Excerpt from a dataset:
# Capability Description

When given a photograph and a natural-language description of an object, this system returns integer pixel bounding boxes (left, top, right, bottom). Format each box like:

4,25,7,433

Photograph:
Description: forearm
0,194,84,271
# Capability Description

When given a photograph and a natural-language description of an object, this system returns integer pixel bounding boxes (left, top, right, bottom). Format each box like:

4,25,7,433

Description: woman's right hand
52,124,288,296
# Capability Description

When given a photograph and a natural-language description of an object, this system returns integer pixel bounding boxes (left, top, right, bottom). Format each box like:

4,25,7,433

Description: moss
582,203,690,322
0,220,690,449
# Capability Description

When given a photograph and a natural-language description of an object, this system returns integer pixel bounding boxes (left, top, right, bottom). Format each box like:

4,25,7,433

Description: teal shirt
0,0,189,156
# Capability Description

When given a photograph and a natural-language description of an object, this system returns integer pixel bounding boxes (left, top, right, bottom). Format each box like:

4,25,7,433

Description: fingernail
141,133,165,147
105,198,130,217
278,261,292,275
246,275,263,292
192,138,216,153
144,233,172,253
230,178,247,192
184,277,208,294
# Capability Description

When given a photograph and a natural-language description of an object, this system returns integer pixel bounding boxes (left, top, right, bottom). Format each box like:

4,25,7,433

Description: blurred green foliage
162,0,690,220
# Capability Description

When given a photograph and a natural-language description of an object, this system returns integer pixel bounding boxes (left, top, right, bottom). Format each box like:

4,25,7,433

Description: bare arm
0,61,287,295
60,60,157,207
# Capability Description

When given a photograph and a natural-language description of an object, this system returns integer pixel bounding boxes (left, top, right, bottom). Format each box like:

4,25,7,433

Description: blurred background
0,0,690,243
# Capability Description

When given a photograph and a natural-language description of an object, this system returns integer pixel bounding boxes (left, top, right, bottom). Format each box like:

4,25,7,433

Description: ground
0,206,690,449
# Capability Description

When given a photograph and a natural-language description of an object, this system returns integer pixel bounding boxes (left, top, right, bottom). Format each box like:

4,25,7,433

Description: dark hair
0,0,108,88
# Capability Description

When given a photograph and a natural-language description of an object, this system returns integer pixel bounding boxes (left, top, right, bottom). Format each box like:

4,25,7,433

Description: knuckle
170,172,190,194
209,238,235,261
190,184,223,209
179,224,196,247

Exercise instructions
Copy out the records from the start through the line containing "52,124,288,296", keeping every other line unchanged, but add 112 to each coordinate in the answer boxes.

The result
# Capability Description

When given a photograph and a natural-language description of an object, this system returns integer pixel bounding boxes (left, top, right, bottom). Format each box like:

4,25,7,433

Photograph:
Description: forearm
112,306,196,383
# Capability Description

When given a photograph and a natural-language description of an object, this system returns integer pixel bounding boxes (left, top, right, bottom). Format each box like:

4,25,7,433

Description: woman's right hand
164,236,400,408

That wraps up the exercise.